'''
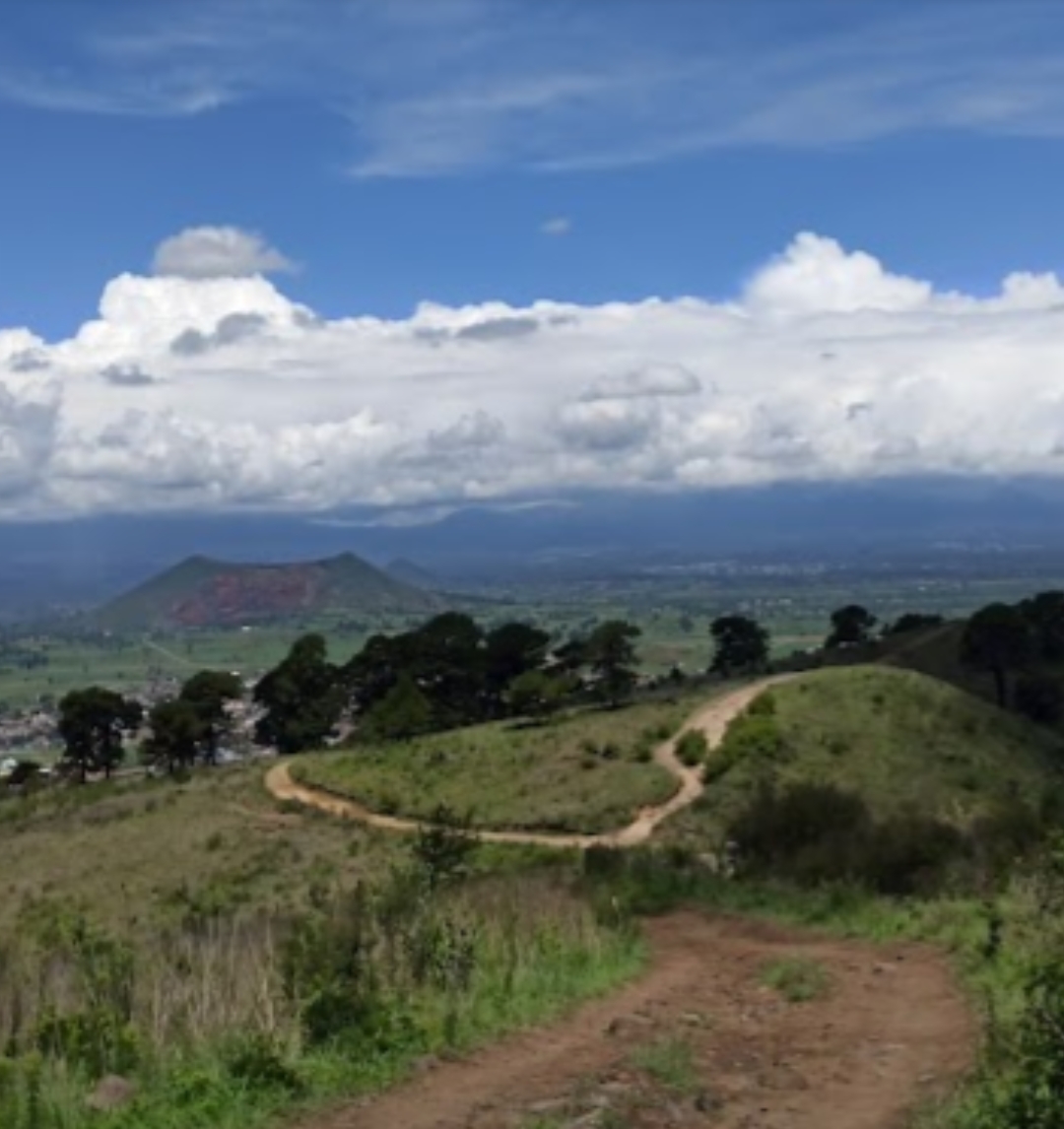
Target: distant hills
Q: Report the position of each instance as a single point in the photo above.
(201, 593)
(407, 571)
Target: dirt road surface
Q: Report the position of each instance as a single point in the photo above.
(699, 1040)
(711, 719)
(891, 1032)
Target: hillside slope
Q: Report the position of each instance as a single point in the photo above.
(201, 592)
(900, 740)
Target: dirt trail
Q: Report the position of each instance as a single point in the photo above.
(711, 719)
(891, 1032)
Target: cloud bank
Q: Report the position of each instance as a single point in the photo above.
(219, 393)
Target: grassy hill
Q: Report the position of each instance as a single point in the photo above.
(898, 739)
(587, 772)
(201, 592)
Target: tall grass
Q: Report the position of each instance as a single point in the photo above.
(226, 1023)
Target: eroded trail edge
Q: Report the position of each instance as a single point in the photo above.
(711, 719)
(891, 1032)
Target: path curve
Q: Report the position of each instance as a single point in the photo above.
(893, 1032)
(711, 719)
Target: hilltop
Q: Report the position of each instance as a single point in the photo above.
(206, 593)
(899, 740)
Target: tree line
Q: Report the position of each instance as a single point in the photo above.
(451, 672)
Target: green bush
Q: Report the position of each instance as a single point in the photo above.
(693, 748)
(817, 833)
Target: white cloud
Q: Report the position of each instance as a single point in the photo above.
(216, 253)
(557, 226)
(219, 393)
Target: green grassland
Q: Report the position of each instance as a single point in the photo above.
(898, 739)
(590, 771)
(157, 852)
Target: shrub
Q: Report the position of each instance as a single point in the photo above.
(693, 748)
(798, 979)
(1040, 697)
(256, 1061)
(816, 833)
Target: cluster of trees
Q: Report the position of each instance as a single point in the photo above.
'''
* [What the exercise asks]: When you write out the material above, keep every line exact and drop each picture.

* [Task solution]:
Target: distant hills
Q: Report the position of each instance as a single point in the photo above.
(201, 593)
(407, 571)
Target: dirt road surface
Q: Report the position of each instance as a single point in the photo above.
(699, 1040)
(711, 719)
(891, 1032)
Target: hillside slope
Q: Report the position of each instance as a single point in the photo above.
(201, 592)
(900, 740)
Target: dirt trail
Q: Report the position of each instance as a single point in the photo above.
(711, 719)
(891, 1032)
Target: cloud bank
Q: Report the position of each instance as a single point in the photo above.
(219, 393)
Target: grassy hill
Q: Report the position of each instance as a single point in the photo above.
(898, 739)
(587, 772)
(201, 592)
Target: tall grass
Q: Report the position of each instance as a single point in the photo above.
(226, 1023)
Target: eroded trail edge
Q: Report the position of each instance as a single point in the photo above.
(711, 719)
(891, 1032)
Target: path curve
Q: Report the position of each instance as a single point in the photo above.
(893, 1032)
(711, 719)
Target: hilltop
Q: Report the position of each instance as a single point in the photo above.
(206, 593)
(899, 740)
Target: tree line
Q: Report the position of each instance as a single point in the photo above.
(451, 672)
Target: green bush
Q: Report the position of each instance as a single point in the photo above.
(693, 748)
(817, 833)
Target: white cloud
Q: Report the position of each instance as a single point in the photo above.
(216, 253)
(557, 226)
(219, 393)
Target: green grassland
Q: Report the position of each instance as a single point in the photo above.
(898, 739)
(590, 771)
(157, 852)
Target: shrub
Q: Report the position of each instance as a single point in the photo above.
(693, 748)
(798, 979)
(1040, 697)
(256, 1061)
(816, 833)
Target: cluster of trees
Q: Report the position of each instance as a single point in the photo above.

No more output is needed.